-- Start of Data listing --

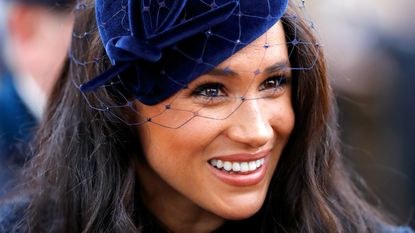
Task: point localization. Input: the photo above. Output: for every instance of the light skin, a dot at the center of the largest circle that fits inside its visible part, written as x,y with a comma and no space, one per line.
179,184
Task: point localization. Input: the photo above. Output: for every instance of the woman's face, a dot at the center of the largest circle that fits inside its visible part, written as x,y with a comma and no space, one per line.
224,166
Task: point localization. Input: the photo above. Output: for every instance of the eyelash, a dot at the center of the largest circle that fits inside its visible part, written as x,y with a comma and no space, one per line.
206,90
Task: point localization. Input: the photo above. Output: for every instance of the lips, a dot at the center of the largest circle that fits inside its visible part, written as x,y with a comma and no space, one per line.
240,169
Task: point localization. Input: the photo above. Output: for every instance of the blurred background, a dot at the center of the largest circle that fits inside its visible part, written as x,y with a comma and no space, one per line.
370,50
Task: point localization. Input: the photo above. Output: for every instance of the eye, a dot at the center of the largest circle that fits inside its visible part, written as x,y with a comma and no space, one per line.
209,90
272,83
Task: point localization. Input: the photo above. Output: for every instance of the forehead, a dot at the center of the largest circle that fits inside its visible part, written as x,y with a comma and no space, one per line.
268,49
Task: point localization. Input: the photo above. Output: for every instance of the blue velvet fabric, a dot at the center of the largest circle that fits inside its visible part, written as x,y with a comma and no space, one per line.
163,45
16,129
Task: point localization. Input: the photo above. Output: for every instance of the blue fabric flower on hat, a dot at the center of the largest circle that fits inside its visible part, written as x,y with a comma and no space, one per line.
165,44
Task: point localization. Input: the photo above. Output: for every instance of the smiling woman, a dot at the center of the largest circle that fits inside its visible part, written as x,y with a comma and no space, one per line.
195,116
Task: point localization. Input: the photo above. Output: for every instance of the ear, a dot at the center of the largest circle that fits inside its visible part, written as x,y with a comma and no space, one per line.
22,21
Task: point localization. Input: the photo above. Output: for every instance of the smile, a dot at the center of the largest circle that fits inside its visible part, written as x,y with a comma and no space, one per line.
237,167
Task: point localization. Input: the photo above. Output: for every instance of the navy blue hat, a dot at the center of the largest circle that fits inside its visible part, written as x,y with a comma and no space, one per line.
163,45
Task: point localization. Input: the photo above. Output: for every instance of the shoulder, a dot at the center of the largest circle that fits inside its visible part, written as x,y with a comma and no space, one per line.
11,213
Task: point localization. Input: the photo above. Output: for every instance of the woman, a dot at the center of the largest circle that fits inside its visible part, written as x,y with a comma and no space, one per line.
212,117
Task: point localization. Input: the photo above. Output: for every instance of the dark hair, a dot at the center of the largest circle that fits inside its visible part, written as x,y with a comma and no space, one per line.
83,177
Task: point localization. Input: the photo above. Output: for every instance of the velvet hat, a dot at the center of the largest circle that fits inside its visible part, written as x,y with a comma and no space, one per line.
164,44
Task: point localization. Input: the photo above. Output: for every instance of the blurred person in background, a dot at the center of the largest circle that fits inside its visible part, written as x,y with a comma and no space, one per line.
34,41
372,68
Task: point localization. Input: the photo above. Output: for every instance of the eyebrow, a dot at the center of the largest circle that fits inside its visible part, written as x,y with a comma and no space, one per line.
277,67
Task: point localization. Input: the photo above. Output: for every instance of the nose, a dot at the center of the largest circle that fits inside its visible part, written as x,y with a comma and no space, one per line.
250,125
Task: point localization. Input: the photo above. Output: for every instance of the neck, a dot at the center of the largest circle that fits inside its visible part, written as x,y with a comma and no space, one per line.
174,211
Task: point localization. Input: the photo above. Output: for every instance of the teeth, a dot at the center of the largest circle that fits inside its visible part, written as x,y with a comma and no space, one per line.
237,166
227,166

-- End of Data listing --

▶ Exercise description
Write out every row above word for word, leaving out the pictures.

▶ Written solution
Task: point localization. Input: the photo above. Output: for every instance of the light skin, a dot at the center of the largest circle that fits inside its visible part, written as x,y with a comma and no space, one per line.
179,184
Task: point localization. Input: the photo above. Output: for every instance of the woman's face, a dot at the center of the largest circle that fits inside its visible part, written as x,y with a comma and no space, one per line.
224,166
Task: point localization. Input: the photo above. Output: for every instance of the eyelash, a dot at the center of the largest circle that fits inside its visible part, written as x,y with a comma and no space, one per line.
206,90
Task: point localization. Input: the photo above. Output: for every instance of the lips, a dot at the center of the largest circle that fits inside its visible part, written as x,y with a comma and no space, one per line.
240,169
Task: point localization. Input: the photo above. Output: for every instance of the blurred background, a dot at the center of the largest circle that fits inside its visible part, written as x,y with a comma and no space, one per line.
370,50
Task: point localization. Input: the photo above. Output: for every instance of the eye, a dot at the center of the largest circle that fits inside its visible part, written as x,y with a comma and no space, one per line.
209,90
272,83
Task: point localization. Input: the photo above. Output: for every instance of the forehead, a dot at the center of the largest circle that fits inside its visible part, written as x,y with a comma and no space, one per line.
268,49
Task: point localization. Input: the photo above. Output: for every instance of the blue velvet fabric, a dot at the center of the largest circle that fits inside its visible part, written as x,y with a comma and no space, one per line.
163,45
16,129
Task: point localization. Input: the photo above. Output: for every instance of the blue fabric flower on hat, a dot at the center of the largest circle that fits inside its visible part, written as x,y with a comma and no space, one per line.
165,44
Task: point localization. Input: the photo above. Output: for every instance of the smiling woman, a dot at the center of the largest circle that fits inside its visible part, written as x,y with a comma and no space, one per line.
195,116
Task: point localization. Input: the photo above. Output: for every instance of the ear, a dot at the center of the largest circle that fits inside its visible part, written as x,y with a comma and no space, one per line.
22,21
Task: point localization. Input: the photo above. Output: for every instance of the smile, a dot at the center of the largest circle that fits inside its visible part, written as x,y with a comma and no space, one per line.
237,167
Task: point localization. Input: the photo above. Output: for every instance of the navy blue hat, a dot at the center of the largest circle that fits inside its visible part, written as x,y with a comma and no space, one per line.
163,45
Task: point localization. Input: the photo above. Output: for every instance of the shoulder, a dot at the center of the largest circle that fits inside its visible part, written as x,y with a comma and no space, one per line.
11,213
Task: point localization. Input: the photo above. Output: for every instance of the woman, a dot at the center of the largest circle that fits inside its visible part, written as x,y with a comma and no space, one per line.
212,117
Task: point localization. Input: the photo above. Output: for every instance of the dark hair, a dot at the center of the largest circle that fits inside its visible part, written as x,y with a comma and no space, one per line.
83,177
Task: point localization. Input: the photo above. Output: for every instance of the velvet hat, a dot at the center of the largest circle that fits inside its visible part, written as x,y with a comma and no space, one per line.
164,44
Task: point localization. Input: the photo above. Output: for every instance of the blurred person in background, a dot at the center of the largest circle that fits inside its visible part, written as x,y with a comma and no space, one per line.
34,41
372,68
Task: point localization. Input: the photo above. Output: for every instance of the eyebrow, a dot at the center of the largest circle that fits inside its visible part, written as x,y with a comma and no space, one per line.
277,67
Task: point localization. Input: the photo above. Output: for every instance of the nose, a dot at the center of the largest circle that fits inside its visible part, written as x,y with a comma and no space, one per line.
250,125
Task: point localization. Input: the photo above. Output: for every instance of the neck, a dot at the center of the largest circle that fits inside its visible part, written as x,y with a comma and no space, one per line.
174,211
Task: point localization. Input: the photo above. Output: for every instance of the teeth, a dot at the center of the largest circle that fits inside its visible part, written as x,y with a comma and no space, one per line.
237,166
227,166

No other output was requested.